* _Prompt_: The required output is every entry below, copied exactly.

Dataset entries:
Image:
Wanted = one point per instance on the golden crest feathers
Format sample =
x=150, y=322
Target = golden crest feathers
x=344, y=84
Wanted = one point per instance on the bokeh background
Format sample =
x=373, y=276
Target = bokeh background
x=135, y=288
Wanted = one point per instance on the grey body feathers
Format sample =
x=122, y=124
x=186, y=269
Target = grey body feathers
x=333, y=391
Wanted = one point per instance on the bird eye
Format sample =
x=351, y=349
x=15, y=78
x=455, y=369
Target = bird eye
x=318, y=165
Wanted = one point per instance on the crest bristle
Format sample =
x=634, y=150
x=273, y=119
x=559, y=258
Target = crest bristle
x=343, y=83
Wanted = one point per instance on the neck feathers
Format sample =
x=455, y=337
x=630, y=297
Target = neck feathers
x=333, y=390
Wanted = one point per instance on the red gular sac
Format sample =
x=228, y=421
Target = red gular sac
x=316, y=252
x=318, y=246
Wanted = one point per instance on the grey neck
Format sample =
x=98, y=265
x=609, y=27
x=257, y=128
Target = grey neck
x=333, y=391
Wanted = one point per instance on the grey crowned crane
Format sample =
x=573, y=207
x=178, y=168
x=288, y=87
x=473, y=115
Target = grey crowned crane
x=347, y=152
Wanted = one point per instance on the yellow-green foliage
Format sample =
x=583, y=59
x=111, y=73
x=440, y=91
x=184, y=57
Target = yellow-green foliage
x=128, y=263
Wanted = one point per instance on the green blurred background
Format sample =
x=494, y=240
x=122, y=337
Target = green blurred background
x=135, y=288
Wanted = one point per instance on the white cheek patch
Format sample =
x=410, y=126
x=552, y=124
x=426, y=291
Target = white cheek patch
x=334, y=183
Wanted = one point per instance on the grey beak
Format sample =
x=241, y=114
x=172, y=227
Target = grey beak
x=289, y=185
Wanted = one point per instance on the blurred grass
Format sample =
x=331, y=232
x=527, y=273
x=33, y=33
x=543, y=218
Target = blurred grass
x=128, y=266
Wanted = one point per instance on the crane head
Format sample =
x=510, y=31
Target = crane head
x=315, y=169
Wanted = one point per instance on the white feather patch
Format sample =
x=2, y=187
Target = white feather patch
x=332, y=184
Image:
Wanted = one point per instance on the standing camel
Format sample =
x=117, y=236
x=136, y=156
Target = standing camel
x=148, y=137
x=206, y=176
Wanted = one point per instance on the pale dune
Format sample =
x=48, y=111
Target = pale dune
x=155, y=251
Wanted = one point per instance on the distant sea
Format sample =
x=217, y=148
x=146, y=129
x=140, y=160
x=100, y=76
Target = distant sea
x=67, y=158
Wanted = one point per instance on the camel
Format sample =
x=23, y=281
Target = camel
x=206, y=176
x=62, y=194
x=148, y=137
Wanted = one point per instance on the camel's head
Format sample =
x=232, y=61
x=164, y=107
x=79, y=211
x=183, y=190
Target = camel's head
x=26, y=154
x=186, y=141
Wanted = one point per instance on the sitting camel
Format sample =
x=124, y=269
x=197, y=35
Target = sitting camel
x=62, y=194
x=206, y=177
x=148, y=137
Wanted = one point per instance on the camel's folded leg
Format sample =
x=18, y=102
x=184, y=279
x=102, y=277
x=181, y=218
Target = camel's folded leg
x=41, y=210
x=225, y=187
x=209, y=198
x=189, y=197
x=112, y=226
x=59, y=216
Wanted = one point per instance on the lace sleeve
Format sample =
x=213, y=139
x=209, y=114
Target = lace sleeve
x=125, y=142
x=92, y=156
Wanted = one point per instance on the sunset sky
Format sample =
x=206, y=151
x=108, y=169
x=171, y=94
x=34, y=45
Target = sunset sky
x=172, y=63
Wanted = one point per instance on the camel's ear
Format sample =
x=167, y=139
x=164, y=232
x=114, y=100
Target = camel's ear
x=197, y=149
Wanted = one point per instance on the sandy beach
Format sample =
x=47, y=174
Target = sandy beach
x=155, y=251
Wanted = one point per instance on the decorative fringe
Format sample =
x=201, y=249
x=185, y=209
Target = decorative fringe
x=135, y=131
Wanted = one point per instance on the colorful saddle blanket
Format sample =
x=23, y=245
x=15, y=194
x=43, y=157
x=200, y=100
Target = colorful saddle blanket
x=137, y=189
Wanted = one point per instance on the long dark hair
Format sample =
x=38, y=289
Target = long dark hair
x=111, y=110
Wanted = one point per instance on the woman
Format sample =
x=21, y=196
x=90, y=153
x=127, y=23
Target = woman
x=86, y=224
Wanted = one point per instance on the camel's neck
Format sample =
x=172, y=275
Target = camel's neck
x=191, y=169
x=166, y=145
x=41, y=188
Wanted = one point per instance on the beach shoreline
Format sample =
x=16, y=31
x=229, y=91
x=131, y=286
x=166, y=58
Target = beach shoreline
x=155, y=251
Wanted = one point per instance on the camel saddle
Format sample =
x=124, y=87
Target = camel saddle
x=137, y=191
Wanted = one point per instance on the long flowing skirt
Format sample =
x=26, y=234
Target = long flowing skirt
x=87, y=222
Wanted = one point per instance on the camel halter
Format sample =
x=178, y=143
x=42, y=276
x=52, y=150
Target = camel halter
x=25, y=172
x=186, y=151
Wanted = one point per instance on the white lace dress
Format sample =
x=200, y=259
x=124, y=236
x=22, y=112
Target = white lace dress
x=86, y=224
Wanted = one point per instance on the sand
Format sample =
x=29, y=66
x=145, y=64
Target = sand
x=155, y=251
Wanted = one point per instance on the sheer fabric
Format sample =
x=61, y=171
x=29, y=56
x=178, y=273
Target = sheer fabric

* _Output of the exercise_:
Image:
Wanted = one point per instance on the golden crest feathers
Format sample =
x=150, y=322
Target = golden crest feathers
x=344, y=84
Wanted = one point per instance on the bokeh background
Format sample =
x=373, y=276
Target = bokeh background
x=135, y=288
Wanted = one point per instance on the grey body feathers
Format sample =
x=122, y=124
x=186, y=269
Target = grey body feathers
x=333, y=391
Wanted = one point per instance on the bird eye
Format sample =
x=351, y=349
x=15, y=78
x=455, y=369
Target = bird eye
x=318, y=165
Wanted = one point per instance on the crest bristle
Format sample =
x=634, y=150
x=273, y=119
x=559, y=258
Target = crest bristle
x=343, y=83
Wanted = one point per instance on the neck feathers
Format sample =
x=455, y=337
x=630, y=297
Target = neck feathers
x=333, y=390
Wanted = one point per instance on the red gular sac
Format sample =
x=228, y=421
Target = red gular sac
x=316, y=252
x=318, y=246
Wanted = one point per instance on the grey neck
Format sample =
x=98, y=265
x=609, y=27
x=257, y=128
Target = grey neck
x=333, y=391
Wanted = one point per instance on the grey crowned crane
Format sample =
x=573, y=207
x=178, y=168
x=288, y=87
x=473, y=115
Target = grey crowned crane
x=347, y=152
Wanted = one point per instance on the yellow-green foliage
Format sample =
x=583, y=59
x=111, y=73
x=440, y=91
x=184, y=57
Target = yellow-green foliage
x=128, y=263
Wanted = one point per instance on the green blurred background
Format sample =
x=494, y=240
x=122, y=337
Target = green blurred background
x=135, y=288
Wanted = one point per instance on the white cheek patch
Format sample =
x=410, y=126
x=552, y=124
x=426, y=291
Target = white cheek patch
x=334, y=183
Wanted = one point per instance on the grey beak
Format sample =
x=241, y=114
x=172, y=227
Target = grey beak
x=289, y=185
Wanted = one point per instance on the blurred grass
Format sample =
x=331, y=232
x=527, y=273
x=33, y=33
x=543, y=218
Target = blurred grass
x=128, y=266
Wanted = one point per instance on the crane head
Format sample =
x=510, y=31
Target = crane head
x=315, y=169
Wanted = one point per instance on the white feather patch
Format sample =
x=2, y=187
Target = white feather patch
x=332, y=184
Image:
Wanted = one point per instance on the standing camel
Format sample =
x=117, y=236
x=136, y=156
Target = standing camel
x=148, y=137
x=206, y=176
Wanted = one point per instance on the pale dune
Format sample =
x=48, y=111
Target = pale dune
x=155, y=251
Wanted = one point per instance on the distant sea
Format sample =
x=217, y=148
x=146, y=129
x=140, y=160
x=100, y=76
Target = distant sea
x=67, y=158
Wanted = one point per instance on the camel
Format sample =
x=23, y=281
Target = camel
x=206, y=176
x=62, y=194
x=148, y=137
Wanted = one point per instance on the camel's head
Format sample =
x=232, y=61
x=164, y=107
x=79, y=211
x=183, y=190
Target = camel's head
x=26, y=154
x=186, y=141
Wanted = one point per instance on the sitting camel
Format sample =
x=124, y=269
x=197, y=35
Target = sitting camel
x=62, y=194
x=206, y=177
x=148, y=137
Wanted = one point per instance on the camel's folded leg
Format sample =
x=18, y=102
x=184, y=279
x=102, y=277
x=181, y=218
Target = camel's folded leg
x=41, y=210
x=225, y=187
x=209, y=198
x=189, y=197
x=112, y=226
x=59, y=216
Wanted = one point per instance on the lace sleeve
Format sample =
x=213, y=139
x=209, y=114
Target = lace sleeve
x=125, y=142
x=92, y=156
Wanted = one point per instance on the sunset sky
Format sample =
x=206, y=151
x=108, y=169
x=171, y=94
x=34, y=45
Target = sunset sky
x=172, y=63
Wanted = one point per instance on the camel's ear
Format sample =
x=167, y=139
x=164, y=232
x=114, y=100
Target = camel's ear
x=197, y=149
Wanted = one point per instance on the sandy beach
Format sample =
x=47, y=174
Target = sandy beach
x=155, y=251
Wanted = one point per instance on the decorative fringe
Format sample =
x=201, y=249
x=185, y=209
Target = decorative fringe
x=135, y=131
Wanted = one point per instance on the colorful saddle blanket
Format sample =
x=23, y=245
x=15, y=194
x=43, y=157
x=200, y=100
Target = colorful saddle blanket
x=137, y=189
Wanted = one point per instance on the long dark hair
Format sample =
x=38, y=289
Target = long dark hair
x=111, y=110
Wanted = one point per instance on the woman
Format sample =
x=21, y=196
x=90, y=153
x=127, y=23
Target = woman
x=86, y=224
Wanted = one point per instance on the camel's neck
Format sample =
x=172, y=275
Target = camel's neck
x=191, y=169
x=166, y=145
x=41, y=188
Wanted = one point per instance on the beach shoreline
Format sample =
x=16, y=31
x=229, y=91
x=131, y=286
x=166, y=58
Target = beach shoreline
x=155, y=251
Wanted = one point per instance on the camel saddle
Format sample =
x=124, y=87
Target = camel saddle
x=137, y=191
Wanted = one point per instance on the long flowing skirt
Format sample =
x=26, y=234
Target = long flowing skirt
x=87, y=222
Wanted = one point per instance on the camel halter
Format sample =
x=178, y=143
x=42, y=276
x=52, y=150
Target = camel halter
x=25, y=172
x=186, y=151
Wanted = one point per instance on the white lace dress
Format sample =
x=200, y=259
x=124, y=236
x=22, y=112
Target = white lace dress
x=86, y=224
Wanted = one point per instance on the sand
Format sample =
x=29, y=66
x=145, y=64
Target = sand
x=155, y=251
Wanted = one point per instance on the sheer fabric
Format sample =
x=61, y=171
x=29, y=56
x=178, y=273
Target = sheer fabric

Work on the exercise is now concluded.